**Exercise**
Would you return the lines from the one that contains "The service MUST place one dot on the wooden beam, one" to the last line of the entries below, exactly and with nothing added?

───── Source data

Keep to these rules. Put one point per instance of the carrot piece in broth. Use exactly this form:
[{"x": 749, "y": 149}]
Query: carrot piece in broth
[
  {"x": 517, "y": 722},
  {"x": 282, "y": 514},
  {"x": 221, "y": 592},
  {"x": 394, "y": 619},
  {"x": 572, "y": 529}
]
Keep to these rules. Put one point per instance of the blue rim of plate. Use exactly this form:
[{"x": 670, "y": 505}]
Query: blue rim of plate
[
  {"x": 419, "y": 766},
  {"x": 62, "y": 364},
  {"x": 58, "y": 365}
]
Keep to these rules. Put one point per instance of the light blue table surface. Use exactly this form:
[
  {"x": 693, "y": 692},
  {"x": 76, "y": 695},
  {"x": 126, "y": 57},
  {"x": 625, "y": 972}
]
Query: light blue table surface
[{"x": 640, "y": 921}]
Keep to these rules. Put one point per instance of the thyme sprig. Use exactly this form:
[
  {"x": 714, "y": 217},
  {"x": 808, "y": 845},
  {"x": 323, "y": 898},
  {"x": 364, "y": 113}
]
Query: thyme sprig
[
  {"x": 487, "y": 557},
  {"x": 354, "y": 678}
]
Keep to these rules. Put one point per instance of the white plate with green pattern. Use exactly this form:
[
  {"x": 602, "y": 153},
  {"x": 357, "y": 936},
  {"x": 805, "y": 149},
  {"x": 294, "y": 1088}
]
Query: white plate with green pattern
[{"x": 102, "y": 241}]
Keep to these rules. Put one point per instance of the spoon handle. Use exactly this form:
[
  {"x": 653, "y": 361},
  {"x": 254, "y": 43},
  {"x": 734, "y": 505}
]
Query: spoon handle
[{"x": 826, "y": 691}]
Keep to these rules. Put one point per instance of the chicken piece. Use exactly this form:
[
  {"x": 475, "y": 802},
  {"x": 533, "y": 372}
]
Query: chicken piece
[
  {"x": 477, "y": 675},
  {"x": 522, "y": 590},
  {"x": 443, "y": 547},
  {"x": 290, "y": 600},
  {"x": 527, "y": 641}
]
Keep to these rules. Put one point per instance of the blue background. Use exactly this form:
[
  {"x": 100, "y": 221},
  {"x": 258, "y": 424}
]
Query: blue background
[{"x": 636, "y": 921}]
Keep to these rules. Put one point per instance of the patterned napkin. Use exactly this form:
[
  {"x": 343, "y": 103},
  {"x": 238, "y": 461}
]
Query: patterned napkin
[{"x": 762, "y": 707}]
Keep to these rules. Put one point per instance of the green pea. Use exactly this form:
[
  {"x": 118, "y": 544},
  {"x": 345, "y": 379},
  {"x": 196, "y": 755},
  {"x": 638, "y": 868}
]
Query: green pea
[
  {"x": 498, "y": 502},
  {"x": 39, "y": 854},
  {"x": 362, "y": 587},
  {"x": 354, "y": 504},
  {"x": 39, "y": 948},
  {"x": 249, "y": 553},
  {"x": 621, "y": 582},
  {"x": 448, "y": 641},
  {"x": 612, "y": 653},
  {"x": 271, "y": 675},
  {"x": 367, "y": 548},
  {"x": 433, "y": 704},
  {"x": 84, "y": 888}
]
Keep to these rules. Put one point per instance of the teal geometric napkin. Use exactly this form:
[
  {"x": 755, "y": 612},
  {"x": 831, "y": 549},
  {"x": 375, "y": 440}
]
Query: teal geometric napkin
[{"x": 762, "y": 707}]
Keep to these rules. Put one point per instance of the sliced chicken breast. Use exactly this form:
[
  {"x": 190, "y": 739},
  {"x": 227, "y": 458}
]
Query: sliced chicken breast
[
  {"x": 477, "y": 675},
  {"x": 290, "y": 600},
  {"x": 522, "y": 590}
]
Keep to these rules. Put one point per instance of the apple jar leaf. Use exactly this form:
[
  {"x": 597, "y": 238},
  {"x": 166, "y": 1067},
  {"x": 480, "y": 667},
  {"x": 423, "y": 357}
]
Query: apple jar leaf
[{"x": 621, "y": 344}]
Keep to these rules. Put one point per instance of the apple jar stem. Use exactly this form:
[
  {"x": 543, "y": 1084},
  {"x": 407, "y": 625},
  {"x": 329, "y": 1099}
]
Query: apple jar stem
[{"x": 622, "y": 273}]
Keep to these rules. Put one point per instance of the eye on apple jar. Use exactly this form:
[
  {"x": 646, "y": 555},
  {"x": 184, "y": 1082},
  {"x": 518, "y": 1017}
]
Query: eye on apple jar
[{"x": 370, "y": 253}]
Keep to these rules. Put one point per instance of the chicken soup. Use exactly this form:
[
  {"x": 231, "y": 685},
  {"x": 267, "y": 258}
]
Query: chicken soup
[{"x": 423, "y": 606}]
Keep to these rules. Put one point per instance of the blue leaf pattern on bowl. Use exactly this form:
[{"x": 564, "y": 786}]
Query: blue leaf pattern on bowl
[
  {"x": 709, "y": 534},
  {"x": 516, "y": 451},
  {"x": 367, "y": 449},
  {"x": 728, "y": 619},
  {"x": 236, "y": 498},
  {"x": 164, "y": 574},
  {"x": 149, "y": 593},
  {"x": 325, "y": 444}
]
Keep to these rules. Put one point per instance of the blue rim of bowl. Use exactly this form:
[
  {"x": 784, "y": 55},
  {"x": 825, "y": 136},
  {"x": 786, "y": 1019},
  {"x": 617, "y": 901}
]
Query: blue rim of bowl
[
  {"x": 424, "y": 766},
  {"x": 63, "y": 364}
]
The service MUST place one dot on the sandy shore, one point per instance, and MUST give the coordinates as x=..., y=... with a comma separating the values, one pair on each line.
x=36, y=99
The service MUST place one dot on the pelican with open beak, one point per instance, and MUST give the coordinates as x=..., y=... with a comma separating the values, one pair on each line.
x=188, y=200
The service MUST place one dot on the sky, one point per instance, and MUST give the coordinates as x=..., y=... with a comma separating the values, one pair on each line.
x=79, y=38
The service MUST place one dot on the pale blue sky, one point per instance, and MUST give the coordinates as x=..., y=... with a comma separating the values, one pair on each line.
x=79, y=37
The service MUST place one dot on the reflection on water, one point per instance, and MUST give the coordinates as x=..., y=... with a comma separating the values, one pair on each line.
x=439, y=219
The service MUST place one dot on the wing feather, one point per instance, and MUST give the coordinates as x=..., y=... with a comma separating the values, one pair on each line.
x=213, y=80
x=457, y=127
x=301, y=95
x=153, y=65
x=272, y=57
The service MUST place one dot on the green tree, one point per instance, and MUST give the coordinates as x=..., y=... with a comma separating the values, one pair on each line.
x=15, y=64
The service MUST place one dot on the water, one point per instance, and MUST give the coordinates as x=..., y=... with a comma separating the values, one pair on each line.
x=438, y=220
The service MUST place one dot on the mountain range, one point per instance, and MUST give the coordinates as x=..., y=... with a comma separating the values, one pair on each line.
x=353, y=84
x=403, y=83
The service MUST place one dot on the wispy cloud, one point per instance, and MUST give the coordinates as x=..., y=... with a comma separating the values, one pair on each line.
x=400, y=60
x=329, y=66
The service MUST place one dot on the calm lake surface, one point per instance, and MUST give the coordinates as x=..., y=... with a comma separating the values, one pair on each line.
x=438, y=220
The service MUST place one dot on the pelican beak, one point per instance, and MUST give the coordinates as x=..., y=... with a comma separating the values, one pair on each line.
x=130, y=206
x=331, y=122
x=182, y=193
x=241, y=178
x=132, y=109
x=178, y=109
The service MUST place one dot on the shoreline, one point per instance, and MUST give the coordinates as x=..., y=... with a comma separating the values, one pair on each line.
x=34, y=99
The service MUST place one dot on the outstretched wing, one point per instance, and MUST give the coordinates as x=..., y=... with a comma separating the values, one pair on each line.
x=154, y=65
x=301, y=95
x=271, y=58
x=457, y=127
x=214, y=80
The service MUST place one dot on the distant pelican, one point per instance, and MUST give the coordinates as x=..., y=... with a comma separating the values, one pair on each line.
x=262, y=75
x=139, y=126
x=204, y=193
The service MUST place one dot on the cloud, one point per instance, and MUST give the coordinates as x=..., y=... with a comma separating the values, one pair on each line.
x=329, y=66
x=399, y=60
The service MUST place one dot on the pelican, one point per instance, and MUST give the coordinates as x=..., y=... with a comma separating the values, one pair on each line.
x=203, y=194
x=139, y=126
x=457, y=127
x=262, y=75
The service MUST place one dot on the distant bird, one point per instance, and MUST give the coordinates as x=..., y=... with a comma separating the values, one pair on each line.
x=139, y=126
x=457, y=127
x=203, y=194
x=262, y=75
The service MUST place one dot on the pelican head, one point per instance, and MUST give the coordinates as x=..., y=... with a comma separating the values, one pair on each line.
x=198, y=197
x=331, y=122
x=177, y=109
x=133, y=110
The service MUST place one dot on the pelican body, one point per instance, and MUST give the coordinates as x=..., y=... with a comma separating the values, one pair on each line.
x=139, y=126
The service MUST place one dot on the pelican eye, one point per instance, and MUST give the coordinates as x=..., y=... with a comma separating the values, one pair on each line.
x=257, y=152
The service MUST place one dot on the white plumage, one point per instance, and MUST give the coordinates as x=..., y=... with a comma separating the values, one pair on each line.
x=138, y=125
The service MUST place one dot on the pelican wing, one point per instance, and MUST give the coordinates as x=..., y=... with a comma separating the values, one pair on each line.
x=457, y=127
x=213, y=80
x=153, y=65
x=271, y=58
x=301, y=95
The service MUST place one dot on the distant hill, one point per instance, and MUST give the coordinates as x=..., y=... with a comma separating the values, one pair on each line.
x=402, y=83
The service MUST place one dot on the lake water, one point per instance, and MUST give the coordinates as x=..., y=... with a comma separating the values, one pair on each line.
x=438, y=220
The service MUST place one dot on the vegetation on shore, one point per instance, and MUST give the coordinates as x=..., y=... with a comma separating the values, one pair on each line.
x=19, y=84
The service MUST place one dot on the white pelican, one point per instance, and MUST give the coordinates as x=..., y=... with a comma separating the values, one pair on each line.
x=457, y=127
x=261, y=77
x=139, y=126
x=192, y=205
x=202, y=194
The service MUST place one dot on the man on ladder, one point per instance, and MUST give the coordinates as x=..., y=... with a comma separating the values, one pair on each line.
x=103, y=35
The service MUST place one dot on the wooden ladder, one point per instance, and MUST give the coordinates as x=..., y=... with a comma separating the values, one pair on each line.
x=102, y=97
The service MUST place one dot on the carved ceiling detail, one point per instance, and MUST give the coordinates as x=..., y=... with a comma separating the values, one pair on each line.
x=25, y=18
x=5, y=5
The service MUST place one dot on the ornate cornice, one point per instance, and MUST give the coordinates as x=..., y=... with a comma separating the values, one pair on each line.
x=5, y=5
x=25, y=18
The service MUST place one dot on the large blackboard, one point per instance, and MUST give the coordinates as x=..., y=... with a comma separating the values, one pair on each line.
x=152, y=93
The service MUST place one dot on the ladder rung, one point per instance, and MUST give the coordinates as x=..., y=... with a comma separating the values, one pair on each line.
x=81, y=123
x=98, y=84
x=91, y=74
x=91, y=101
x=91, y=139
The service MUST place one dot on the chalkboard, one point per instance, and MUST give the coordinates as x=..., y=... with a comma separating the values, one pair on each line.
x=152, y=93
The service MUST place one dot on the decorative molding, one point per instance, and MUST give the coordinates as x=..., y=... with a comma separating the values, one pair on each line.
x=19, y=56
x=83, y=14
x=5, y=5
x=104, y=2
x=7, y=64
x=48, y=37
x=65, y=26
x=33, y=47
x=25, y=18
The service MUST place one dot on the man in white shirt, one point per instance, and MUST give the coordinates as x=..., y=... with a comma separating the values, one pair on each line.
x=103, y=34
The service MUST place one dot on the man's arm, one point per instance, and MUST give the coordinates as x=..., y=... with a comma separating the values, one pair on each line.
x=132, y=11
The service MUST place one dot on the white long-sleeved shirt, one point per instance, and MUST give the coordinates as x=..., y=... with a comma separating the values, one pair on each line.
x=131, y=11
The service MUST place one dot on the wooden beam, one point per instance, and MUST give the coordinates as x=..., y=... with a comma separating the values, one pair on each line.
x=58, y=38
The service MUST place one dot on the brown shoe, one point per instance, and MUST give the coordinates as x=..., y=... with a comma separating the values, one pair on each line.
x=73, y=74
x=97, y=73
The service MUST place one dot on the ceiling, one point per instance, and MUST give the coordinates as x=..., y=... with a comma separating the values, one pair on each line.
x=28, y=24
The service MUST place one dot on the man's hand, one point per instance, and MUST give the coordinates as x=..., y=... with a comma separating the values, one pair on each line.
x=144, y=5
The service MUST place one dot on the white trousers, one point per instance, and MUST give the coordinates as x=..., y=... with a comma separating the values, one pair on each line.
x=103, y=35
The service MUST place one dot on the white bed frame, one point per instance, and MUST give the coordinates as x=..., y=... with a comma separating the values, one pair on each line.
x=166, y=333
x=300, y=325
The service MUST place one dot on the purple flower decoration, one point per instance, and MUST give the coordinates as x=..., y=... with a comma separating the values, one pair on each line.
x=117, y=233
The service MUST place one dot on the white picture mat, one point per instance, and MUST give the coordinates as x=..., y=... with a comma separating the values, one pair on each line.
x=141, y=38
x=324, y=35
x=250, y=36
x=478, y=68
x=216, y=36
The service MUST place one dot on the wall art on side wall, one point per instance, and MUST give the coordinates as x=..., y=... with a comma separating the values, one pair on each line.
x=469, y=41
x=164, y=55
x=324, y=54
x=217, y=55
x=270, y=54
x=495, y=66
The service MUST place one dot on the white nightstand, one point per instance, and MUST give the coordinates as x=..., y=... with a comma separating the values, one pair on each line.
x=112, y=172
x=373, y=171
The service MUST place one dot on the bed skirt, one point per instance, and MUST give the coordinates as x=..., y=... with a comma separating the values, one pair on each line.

──────────

**Solution for this exercise**
The service MUST place one dot on the wooden beam, one point per instance, and MUST give the coordinates as x=..., y=... with a comma separating the values, one pair on each line.
x=58, y=38
The service MUST place one dot on the brown shoe, one point per instance, and MUST give the coordinates as x=..., y=... with a comma separating the values, one pair on each line.
x=73, y=74
x=97, y=73
The service MUST place one dot on the ceiling, one point per instance, and MUST give the coordinates as x=..., y=... with a comma separating the values, one pair on each line.
x=28, y=24
The service MUST place one dot on the man's hand, one point per instance, and MUST give the coordinates as x=..., y=... with a comma separating the values, one pair on each line.
x=144, y=5
The service MUST place one dot on the white trousers, one point per instance, and MUST give the coordinates as x=..., y=... with a comma separating the values, one pair on each line.
x=103, y=35
The service MUST place one dot on the white bed frame, one point per instance, and MUST give the coordinates as x=..., y=... with a comma separating the values, one pair on each line.
x=166, y=333
x=300, y=325
The service MUST place one dot on the purple flower decoration, one point per instance, and MUST give the coordinates as x=..., y=... with a comma separating the values, one pair on each line.
x=117, y=233
The service MUST place one dot on the white picture mat, one point per instance, and MUST give the coordinates as x=..., y=... with a comma separating the values, one pair on each line.
x=141, y=38
x=324, y=35
x=250, y=36
x=478, y=68
x=216, y=36
The service MUST place one dot on the wall art on side wall, one point per instance, and MUST give the coordinates as x=..., y=... with a comma separating the values, one pair on each line.
x=469, y=41
x=164, y=55
x=324, y=54
x=217, y=55
x=270, y=54
x=495, y=66
The service MUST place one dot on the white nightstand, one point per instance, and MUST give the coordinates as x=..., y=... with a comma separating the values, one pair on each line.
x=112, y=172
x=373, y=171
The service MUST place one dot on the bed skirt, one point per instance, and MUST give the coordinates as x=..., y=... with a comma separating the values, one pair on each line.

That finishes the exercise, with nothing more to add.